• _Task details_: Please copy everything from "Here we showed" down to "cell cycle arrest." in the ERRγ text, changing "markedly" to "significantly".

• _Exercise text_:
────────────────
Here we showed that the level of ERRγ-positivity in HCC tissues was markedly higher than that in adjacent non-tumor liver tissues and that tumors expressing high levels of ERRγ were of more advanced clinical stage and pathological grade. Furthermore, we found that inhibiting ERRγ had an apparent therapeutic effect on HCC cells by inducing cell cycle arrest.

Previous studies have noted inconsistent expression of ERRγ in various tumor tissues and have attempted to examine its role in tumor growth.8, 9, 19 Overexpression of ERRγ is frequently observed in endometrial and breast cancers, whereas ERRγ is downregulated in many prostate cancer cell lines; this suggests that ERRγ has different roles depending on the tumor type.19 The present study showed that ERRγ was upregulated in human HCC tissue but was rarely expressed in adjacent normal liver tissue. The clinical significance of high ERRγ expression in patients is highlighted by the results showing that tumors expressing high levels of ERRγ were also of advanced TNM and BCLC stage and had a higher Edmondson–Steiner grade. We also showed that high levels of ERRγ expression in patients with TNM stage III tumors were associated with worse overall survival, supporting the role of ERRγ as a potential prognostic marker for advanced HCC. However, because the study cohort included patients who had undergone curative tumor resection, none of the patients had TNM stage IV tumors. Therefore, to fully elucidate the clinical significance of ERRγ at all stages of HCC, further studies should examine the association between ERRγ and clinical features in a cohort that includes patients with inoperable tumors. Considering that early detection of small HCC is an important prognostic factor for curative resection, it is also important to identify biomarkers that increase diagnostic accuracy. Although the cohort in the present study was not selected to estimate diagnostic accuracy, the tumor-specific expression of ERRγ suggests that it is of diagnostic value. Indeed, the sensitivity, specificity and positive and negative predictive value of ERRγ for HCC were 71, 98, 97 and 77%, respectively. These results are comparable with those obtained for other proven HCC markers.27, 28, 29 Taken together, the results presented herein suggest that ERRγ might be a novel prognostic marker of an unfavorable clinical outcome and may have utility as a diagnostic biomolecule that can improve diagnostic accuracy for HCC when combined with other tissue markers.
────────────────
• _Stored data_:
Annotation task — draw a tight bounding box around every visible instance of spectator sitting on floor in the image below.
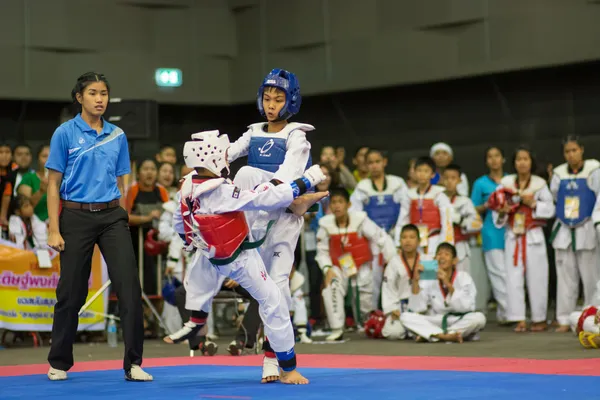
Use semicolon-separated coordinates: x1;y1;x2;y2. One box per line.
8;195;48;250
400;242;486;343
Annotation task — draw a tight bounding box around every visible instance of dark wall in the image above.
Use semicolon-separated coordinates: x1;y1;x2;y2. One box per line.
0;63;600;181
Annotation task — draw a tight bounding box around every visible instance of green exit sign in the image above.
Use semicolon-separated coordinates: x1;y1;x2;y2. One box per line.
154;68;183;87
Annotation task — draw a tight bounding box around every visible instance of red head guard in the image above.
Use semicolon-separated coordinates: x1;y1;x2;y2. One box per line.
487;188;521;211
577;306;598;334
365;310;385;339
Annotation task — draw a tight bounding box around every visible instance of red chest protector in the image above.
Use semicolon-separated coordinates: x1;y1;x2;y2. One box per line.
329;232;373;268
410;199;442;235
181;196;249;259
508;204;546;230
454;225;472;243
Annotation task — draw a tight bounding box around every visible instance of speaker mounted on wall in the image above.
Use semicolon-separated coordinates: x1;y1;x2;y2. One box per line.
104;98;158;140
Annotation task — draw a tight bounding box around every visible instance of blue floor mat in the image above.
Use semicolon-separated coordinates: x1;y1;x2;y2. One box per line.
0;365;600;400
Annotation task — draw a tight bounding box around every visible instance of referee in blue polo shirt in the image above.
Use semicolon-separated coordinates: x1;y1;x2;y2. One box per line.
46;72;152;381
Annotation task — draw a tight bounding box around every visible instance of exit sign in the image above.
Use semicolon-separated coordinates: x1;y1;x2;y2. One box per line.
154;68;183;87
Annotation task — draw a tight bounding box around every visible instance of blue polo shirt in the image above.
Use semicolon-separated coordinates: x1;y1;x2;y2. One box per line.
46;114;131;203
471;175;504;251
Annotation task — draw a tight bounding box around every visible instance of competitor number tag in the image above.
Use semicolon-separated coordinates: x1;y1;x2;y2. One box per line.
338;253;358;278
565;196;579;219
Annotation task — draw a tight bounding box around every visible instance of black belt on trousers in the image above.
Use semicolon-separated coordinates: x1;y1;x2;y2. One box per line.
62;199;120;212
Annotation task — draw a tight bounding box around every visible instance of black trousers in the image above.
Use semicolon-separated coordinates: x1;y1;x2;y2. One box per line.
306;251;324;321
48;207;144;371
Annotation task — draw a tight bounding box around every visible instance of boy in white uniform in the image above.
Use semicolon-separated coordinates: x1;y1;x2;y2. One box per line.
488;147;555;332
350;149;410;310
394;157;454;257
315;189;396;341
381;224;423;340
164;131;326;384
221;69;315;382
550;136;600;332
400;243;486;343
442;164;483;273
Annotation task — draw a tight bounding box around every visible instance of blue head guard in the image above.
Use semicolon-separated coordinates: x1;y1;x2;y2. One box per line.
256;68;302;121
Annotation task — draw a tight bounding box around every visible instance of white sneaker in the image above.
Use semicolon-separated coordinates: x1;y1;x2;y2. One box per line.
125;364;154;382
48;367;67;381
325;329;344;342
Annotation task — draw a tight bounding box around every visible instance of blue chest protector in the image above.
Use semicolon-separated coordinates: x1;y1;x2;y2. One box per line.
364;194;400;232
248;136;312;173
556;178;596;228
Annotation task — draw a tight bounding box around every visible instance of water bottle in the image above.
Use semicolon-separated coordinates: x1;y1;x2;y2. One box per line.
106;316;117;347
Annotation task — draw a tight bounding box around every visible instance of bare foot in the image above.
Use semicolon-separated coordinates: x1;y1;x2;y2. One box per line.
437;332;463;343
260;375;279;383
260;357;279;383
531;321;548;332
281;369;308;385
554;325;571;333
514;321;527;333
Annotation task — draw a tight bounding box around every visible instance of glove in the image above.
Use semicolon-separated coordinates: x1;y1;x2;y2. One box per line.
302;165;326;188
450;208;462;225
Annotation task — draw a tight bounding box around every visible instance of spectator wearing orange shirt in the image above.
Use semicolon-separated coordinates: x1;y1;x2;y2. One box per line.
0;143;16;228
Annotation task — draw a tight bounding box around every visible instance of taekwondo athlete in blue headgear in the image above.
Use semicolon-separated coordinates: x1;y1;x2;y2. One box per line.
228;68;315;382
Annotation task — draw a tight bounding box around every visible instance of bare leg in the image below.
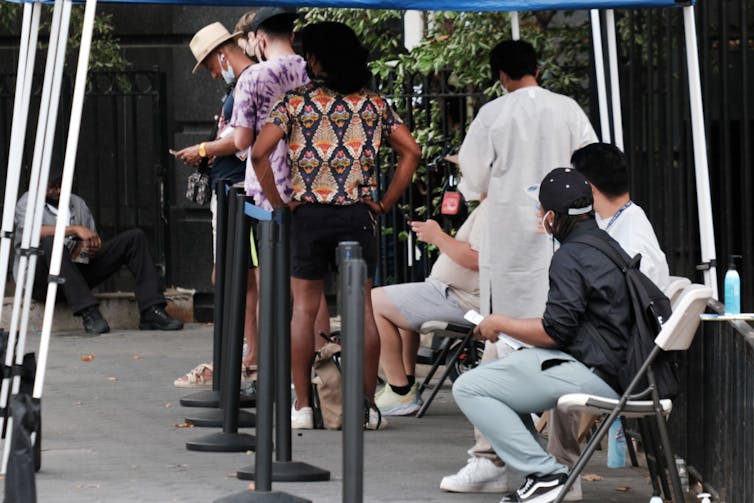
────────────────
• _Written solution_:
Here we showed that the level of ERRγ-positivity in HCC tissues was significantly higher than that in adjacent non-tumor liver tissues and that tumors expressing high levels of ERRγ were of more advanced clinical stage and pathological grade. Furthermore, we found that inhibiting ERRγ had an apparent therapeutic effect on HCC cells by inducing cell cycle arrest.